▶ _Aim of the exercise_: Gather every line in the entries below that contains the string "pumpkin". Case counts when matching.

── Entries shown ──

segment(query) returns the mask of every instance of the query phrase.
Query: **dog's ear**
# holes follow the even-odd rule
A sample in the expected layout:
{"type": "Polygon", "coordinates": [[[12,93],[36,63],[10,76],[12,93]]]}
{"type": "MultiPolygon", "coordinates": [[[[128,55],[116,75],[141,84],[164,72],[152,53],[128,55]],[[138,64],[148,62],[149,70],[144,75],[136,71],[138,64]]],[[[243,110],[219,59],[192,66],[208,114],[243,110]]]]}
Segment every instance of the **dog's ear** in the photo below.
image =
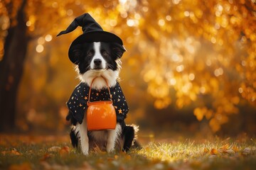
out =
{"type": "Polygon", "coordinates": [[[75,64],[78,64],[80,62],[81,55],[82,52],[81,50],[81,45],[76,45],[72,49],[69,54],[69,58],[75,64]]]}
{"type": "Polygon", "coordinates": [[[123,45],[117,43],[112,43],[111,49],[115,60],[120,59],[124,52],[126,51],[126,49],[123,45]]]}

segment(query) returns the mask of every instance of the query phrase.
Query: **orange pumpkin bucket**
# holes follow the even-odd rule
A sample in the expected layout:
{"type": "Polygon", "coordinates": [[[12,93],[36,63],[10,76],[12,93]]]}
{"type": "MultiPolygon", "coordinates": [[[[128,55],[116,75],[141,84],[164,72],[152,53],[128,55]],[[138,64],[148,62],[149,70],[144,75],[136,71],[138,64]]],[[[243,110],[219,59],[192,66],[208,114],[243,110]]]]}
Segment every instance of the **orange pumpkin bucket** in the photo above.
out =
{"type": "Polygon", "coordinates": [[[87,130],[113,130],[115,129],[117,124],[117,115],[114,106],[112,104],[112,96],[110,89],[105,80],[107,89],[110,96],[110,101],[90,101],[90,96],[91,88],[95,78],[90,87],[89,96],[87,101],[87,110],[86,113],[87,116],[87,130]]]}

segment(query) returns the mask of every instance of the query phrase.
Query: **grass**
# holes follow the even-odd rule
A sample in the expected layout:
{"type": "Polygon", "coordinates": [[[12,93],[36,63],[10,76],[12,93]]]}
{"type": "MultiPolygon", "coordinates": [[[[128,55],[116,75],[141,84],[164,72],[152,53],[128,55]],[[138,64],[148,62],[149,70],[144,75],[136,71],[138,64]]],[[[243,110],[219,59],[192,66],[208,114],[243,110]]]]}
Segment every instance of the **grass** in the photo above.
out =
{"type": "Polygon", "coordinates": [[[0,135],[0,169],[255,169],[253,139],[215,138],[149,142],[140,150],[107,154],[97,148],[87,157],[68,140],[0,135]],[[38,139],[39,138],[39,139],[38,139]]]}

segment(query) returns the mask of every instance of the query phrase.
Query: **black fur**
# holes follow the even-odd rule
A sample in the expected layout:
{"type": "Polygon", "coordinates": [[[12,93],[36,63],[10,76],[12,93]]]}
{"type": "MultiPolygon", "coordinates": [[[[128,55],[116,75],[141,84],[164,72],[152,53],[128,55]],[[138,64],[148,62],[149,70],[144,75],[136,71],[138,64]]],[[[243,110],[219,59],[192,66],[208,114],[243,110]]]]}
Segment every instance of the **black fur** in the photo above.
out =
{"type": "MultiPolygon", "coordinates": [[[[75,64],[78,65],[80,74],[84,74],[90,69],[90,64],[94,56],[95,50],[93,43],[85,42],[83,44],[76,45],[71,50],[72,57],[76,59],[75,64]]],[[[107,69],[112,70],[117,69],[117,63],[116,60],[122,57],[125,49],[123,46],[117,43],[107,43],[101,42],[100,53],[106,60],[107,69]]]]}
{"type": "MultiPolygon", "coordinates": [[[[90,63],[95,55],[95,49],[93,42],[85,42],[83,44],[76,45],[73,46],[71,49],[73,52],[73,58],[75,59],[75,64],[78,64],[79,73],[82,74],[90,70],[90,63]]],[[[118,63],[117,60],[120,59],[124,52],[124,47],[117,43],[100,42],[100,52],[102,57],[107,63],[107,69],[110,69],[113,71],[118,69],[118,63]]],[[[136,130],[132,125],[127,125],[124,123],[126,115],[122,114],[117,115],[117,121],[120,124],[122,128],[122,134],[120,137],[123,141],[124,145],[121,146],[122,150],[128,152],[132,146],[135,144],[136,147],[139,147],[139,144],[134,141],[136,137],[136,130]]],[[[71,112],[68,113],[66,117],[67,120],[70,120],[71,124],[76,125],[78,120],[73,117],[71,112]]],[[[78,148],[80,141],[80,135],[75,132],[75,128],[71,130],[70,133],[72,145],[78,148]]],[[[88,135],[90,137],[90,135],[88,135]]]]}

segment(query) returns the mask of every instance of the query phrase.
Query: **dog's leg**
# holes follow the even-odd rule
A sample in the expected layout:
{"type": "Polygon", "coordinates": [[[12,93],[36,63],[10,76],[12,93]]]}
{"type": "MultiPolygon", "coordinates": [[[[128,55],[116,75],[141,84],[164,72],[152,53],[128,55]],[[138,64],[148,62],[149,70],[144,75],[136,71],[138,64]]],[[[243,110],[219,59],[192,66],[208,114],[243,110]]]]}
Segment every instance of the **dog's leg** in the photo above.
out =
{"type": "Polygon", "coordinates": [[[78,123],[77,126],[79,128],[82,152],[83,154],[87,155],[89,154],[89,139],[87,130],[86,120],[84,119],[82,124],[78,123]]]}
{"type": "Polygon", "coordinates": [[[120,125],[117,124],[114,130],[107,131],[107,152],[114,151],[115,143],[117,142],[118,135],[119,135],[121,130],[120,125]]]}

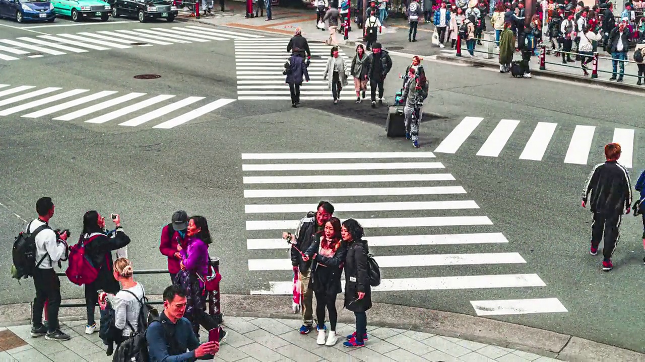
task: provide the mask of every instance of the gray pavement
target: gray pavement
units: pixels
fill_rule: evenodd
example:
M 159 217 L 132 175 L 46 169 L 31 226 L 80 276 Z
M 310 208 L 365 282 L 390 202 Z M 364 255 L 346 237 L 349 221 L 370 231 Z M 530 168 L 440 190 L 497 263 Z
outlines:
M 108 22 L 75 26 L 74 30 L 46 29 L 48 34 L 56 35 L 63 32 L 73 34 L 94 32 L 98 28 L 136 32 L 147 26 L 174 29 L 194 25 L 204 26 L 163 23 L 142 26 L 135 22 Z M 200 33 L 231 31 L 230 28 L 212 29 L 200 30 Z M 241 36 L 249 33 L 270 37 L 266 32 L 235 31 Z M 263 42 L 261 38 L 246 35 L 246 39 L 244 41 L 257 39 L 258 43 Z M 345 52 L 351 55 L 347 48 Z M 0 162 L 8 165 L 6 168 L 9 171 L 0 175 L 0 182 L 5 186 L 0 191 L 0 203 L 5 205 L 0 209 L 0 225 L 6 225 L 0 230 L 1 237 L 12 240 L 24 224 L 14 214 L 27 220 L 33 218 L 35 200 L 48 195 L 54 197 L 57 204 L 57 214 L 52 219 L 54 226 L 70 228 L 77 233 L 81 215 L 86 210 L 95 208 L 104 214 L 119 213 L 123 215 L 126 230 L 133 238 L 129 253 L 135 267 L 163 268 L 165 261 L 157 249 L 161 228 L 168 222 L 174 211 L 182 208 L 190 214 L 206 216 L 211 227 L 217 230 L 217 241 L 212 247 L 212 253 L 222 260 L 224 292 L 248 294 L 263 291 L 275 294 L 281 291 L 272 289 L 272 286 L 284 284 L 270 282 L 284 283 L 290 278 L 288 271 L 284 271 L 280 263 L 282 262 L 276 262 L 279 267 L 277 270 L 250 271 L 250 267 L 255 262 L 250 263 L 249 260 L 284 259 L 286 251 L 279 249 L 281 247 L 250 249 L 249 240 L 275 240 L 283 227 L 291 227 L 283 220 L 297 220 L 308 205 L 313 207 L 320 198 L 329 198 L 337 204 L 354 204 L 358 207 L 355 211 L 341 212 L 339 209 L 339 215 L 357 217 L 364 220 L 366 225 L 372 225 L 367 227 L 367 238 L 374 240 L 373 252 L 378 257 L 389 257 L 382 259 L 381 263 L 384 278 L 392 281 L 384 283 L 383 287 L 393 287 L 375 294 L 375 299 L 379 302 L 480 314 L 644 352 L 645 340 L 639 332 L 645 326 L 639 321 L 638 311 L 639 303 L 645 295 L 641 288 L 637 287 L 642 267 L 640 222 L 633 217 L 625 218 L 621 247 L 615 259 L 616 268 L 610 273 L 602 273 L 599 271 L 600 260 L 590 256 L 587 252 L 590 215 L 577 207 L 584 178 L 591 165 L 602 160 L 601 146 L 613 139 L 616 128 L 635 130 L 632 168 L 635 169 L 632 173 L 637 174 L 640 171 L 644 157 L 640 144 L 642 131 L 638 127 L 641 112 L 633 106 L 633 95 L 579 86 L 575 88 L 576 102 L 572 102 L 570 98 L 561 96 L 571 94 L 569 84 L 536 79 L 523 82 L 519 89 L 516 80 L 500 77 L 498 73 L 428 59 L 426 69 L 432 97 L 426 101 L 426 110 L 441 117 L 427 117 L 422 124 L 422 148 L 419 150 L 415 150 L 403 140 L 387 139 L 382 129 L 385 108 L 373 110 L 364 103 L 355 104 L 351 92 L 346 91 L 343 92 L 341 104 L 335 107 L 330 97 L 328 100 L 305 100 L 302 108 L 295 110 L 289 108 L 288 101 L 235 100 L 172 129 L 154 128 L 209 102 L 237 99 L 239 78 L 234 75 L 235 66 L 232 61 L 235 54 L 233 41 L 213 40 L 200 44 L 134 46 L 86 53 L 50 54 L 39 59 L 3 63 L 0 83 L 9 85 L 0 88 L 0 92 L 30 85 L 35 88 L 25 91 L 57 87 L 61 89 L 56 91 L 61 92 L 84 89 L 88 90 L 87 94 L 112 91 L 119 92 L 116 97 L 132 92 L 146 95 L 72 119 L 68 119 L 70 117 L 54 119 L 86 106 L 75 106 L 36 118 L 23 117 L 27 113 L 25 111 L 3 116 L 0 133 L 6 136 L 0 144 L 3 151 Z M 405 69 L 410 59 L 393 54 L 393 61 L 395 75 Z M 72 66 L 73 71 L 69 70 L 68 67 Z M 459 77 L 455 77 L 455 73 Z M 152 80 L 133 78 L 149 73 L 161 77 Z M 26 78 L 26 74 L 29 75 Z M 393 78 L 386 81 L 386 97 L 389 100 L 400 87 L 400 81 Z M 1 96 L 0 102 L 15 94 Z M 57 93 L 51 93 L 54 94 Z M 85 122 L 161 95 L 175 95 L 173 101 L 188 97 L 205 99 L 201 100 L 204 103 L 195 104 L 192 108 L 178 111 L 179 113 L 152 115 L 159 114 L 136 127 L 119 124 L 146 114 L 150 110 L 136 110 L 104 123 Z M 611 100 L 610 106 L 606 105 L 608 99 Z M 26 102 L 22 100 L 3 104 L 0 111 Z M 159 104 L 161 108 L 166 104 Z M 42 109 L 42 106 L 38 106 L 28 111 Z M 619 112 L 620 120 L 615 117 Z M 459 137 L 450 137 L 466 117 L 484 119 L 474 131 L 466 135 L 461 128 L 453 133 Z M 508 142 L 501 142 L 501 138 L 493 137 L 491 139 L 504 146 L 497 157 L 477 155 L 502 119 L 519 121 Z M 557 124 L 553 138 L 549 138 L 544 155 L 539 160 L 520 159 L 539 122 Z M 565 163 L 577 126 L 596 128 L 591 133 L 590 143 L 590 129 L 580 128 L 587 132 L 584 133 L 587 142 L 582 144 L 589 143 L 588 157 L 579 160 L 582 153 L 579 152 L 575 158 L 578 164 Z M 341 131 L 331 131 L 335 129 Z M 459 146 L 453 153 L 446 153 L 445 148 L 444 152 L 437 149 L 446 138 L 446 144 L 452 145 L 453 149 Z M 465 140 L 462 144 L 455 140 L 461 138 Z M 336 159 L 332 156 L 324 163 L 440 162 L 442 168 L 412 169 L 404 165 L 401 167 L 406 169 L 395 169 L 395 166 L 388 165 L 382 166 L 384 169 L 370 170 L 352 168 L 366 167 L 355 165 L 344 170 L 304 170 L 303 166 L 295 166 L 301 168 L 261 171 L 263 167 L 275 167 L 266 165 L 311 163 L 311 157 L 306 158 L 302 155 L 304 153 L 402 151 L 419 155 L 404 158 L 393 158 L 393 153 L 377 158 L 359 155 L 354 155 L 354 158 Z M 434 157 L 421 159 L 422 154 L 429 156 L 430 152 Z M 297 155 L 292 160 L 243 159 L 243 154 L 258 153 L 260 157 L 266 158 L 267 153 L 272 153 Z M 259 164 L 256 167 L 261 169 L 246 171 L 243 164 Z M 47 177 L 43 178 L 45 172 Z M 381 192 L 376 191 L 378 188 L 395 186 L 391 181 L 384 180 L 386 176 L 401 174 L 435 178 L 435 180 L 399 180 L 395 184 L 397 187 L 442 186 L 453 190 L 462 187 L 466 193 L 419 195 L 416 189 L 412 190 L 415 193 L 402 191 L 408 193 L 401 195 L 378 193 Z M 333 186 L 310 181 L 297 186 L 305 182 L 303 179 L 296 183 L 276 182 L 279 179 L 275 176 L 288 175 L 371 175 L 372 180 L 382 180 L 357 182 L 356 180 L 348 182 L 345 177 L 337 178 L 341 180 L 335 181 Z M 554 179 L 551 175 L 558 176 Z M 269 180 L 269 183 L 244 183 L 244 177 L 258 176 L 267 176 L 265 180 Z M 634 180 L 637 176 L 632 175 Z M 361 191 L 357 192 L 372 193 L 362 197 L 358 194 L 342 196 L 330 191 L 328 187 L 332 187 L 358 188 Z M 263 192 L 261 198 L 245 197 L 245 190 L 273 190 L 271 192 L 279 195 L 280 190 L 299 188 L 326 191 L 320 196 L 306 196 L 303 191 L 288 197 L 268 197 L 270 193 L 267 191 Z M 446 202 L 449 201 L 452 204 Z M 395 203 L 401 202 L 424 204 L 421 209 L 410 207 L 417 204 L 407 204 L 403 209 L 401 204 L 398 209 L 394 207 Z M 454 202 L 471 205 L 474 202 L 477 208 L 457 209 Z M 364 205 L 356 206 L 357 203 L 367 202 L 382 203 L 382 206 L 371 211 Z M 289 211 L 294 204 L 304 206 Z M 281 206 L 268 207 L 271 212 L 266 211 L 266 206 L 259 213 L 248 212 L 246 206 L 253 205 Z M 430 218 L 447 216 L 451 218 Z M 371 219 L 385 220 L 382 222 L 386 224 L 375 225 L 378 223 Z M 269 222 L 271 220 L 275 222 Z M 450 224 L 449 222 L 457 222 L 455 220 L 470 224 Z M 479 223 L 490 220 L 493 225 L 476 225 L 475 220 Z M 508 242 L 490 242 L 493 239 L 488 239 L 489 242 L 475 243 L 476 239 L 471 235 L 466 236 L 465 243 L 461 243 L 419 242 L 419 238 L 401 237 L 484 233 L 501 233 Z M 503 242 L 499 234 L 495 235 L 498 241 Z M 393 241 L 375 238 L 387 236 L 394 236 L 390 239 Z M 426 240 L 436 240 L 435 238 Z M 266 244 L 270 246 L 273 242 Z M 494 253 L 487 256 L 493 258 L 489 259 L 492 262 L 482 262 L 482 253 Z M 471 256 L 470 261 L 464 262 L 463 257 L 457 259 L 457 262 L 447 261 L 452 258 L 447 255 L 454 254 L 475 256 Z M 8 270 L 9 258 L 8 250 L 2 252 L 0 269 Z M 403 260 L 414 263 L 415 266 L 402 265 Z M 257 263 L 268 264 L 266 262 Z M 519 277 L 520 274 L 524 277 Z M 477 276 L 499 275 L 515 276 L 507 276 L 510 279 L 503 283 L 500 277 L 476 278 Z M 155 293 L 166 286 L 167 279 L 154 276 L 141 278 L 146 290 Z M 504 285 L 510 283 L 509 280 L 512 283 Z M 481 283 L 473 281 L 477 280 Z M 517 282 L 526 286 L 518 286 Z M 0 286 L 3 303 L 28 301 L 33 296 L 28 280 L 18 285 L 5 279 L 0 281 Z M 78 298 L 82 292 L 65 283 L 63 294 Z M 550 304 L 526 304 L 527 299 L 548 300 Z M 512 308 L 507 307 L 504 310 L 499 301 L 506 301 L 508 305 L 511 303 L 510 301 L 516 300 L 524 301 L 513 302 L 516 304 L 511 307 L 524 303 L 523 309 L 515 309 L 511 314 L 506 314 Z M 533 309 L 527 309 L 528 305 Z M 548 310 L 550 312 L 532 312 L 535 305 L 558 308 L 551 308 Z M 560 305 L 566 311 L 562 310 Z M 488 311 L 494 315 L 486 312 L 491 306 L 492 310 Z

───
── Entries shown ──

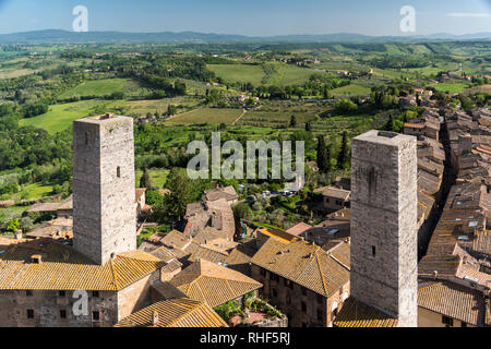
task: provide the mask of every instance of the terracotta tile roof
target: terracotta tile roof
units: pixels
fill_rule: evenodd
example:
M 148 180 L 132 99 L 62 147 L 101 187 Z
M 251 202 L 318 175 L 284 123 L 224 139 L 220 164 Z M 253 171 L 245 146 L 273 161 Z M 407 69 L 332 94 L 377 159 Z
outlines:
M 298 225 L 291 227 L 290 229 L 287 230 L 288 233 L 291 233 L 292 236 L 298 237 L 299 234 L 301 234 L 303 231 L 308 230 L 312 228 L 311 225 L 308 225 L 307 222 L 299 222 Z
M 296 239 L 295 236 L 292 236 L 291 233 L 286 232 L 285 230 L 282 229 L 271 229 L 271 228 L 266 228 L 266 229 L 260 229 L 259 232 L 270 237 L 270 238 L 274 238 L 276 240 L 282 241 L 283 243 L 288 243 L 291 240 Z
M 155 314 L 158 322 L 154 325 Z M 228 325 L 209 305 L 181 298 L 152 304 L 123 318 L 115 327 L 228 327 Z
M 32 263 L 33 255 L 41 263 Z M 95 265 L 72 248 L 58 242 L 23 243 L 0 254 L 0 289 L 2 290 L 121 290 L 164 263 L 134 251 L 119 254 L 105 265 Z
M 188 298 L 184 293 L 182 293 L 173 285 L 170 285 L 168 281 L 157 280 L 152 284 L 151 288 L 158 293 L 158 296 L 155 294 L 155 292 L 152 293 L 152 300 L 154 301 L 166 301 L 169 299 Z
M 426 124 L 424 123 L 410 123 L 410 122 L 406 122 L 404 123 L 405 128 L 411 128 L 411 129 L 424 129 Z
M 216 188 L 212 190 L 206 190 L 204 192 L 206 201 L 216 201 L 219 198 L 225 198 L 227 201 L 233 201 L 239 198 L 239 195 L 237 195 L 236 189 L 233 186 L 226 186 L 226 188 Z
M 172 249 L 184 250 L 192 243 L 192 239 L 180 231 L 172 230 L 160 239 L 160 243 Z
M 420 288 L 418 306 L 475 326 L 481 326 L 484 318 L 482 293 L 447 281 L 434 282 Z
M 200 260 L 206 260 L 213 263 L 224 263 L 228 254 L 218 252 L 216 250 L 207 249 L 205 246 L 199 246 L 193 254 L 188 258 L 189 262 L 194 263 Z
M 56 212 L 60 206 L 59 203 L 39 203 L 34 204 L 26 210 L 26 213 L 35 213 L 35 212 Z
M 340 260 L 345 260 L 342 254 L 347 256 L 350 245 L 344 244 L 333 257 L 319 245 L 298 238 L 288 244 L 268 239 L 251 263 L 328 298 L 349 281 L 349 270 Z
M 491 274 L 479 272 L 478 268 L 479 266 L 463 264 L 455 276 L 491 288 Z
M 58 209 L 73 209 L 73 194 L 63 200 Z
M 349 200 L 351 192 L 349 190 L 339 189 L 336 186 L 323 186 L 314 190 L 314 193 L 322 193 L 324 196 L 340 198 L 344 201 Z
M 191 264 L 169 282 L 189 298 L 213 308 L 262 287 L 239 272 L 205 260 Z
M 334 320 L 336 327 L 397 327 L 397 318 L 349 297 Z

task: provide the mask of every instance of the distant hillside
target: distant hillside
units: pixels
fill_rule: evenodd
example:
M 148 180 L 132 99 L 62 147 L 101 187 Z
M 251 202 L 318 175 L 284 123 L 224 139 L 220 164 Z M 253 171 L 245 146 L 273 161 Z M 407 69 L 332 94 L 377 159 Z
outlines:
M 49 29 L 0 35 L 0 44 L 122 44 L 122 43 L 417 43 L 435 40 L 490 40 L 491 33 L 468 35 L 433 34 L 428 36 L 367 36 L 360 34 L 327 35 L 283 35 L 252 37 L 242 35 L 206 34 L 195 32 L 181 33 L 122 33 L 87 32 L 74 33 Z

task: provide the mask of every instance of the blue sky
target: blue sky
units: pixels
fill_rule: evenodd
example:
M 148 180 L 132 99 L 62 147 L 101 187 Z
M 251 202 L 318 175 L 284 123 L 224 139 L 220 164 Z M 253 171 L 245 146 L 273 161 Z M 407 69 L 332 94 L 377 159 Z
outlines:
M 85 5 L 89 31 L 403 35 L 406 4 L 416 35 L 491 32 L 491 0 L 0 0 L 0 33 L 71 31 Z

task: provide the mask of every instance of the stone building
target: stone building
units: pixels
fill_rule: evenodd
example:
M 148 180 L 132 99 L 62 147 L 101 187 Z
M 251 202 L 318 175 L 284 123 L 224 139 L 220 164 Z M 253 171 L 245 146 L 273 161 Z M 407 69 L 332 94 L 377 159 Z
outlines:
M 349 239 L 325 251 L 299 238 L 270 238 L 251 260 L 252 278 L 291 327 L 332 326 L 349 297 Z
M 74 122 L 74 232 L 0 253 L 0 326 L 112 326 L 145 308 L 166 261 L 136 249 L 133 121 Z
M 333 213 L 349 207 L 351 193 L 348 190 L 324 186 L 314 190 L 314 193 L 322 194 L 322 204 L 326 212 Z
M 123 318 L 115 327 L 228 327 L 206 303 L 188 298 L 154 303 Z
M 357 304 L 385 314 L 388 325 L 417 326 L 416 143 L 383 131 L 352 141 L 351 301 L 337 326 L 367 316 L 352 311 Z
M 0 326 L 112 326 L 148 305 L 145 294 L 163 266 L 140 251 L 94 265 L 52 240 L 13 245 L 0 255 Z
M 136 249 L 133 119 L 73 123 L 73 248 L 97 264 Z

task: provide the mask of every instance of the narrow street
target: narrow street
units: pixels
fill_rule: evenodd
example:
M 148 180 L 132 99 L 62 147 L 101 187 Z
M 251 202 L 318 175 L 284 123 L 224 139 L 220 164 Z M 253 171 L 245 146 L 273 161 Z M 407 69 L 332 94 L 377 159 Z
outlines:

───

▶ _Right answer_:
Query: **orange pumpkin bucket**
Segment every instance of the **orange pumpkin bucket** in the photo above.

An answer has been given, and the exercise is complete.